Omit the images, then print each record below exactly as it reads.

· · · ·

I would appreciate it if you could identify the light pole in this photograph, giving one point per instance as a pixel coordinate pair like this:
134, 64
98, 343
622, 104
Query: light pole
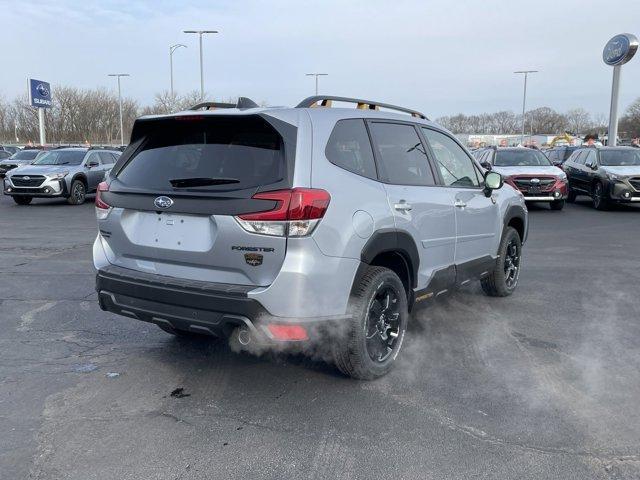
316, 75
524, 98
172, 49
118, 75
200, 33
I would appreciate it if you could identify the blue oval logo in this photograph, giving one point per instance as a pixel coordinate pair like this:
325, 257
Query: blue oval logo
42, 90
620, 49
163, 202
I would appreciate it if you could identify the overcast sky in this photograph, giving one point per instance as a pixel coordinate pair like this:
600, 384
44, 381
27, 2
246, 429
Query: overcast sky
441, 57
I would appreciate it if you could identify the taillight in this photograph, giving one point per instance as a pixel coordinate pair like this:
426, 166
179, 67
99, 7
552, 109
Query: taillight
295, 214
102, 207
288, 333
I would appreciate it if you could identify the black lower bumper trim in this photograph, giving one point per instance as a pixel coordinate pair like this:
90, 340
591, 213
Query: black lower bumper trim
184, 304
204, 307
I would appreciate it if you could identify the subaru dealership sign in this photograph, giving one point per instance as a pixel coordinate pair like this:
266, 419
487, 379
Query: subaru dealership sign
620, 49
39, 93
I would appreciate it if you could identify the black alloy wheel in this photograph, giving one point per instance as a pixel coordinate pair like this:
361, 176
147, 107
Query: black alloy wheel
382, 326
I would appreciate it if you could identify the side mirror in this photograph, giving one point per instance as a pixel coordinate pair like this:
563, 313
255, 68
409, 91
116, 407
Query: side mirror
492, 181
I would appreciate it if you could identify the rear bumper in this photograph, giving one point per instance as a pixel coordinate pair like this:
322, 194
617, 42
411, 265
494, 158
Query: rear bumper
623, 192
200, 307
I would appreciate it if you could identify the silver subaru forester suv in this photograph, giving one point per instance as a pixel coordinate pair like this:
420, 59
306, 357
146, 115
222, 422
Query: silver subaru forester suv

· · · ·

Result for this exercise:
I would appreciate it if you could identify the light pole in this photograph, giving one point per instance as a pixel coordinate pair like this:
134, 64
98, 343
622, 104
Query: light pole
316, 75
524, 98
172, 49
118, 75
200, 33
I would appreciate it if you could identify the blue oval logo in this photograph, giving one point per instance as a pixel coordinate pair like this:
325, 257
Query: blue oval logo
42, 90
620, 49
163, 202
I would appreciate it if you could identify the overcast sky in this photograph, giving one point per instance as a pixel coordinate pair like this:
600, 384
44, 381
27, 2
246, 429
Query: overcast sky
441, 57
I would appreciate it if you could identify the taillight in this photograph, giving one point per instance as a pixel coordinate pair like this:
426, 166
179, 67
99, 7
552, 109
Query: taillight
295, 214
102, 207
288, 333
I would appreciate it if you could identify the black lower bumper trim in this photograph, giving one point per instance as a pixel coordinate pair like this:
90, 340
591, 213
Query: black lower bumper trim
184, 304
204, 307
I would appreciate it if you could identify the subaru dealership sign in this photograph, giving one point per instance as a pixel coordinate pair like this:
266, 419
487, 379
Query: subaru dealership sign
620, 49
39, 93
I would appreciate it if you could identify the black alloy wheel in this photograph, giving one point per instance as a pixel coordinate pair like this:
361, 176
147, 107
Query: black alloy wheel
382, 326
I would appreciate it if you could identify the side mirror in this photograph, giving one point per instance as a pixel coordinate pair like this:
563, 313
255, 68
409, 91
116, 407
Query: side mirror
492, 181
I would appreciate it if you could identify the rear bumper in this photograph, giving one point per instance as a pixel coordinate pair like this:
322, 194
617, 42
411, 265
494, 158
Query: rear bumper
623, 192
200, 307
I would appreciate it if you could identify the silver subaru forester suv in this photograph, giving one point per instance as a pixel coordinate pair like this:
420, 59
306, 357
146, 115
222, 422
Query: silver subaru forester suv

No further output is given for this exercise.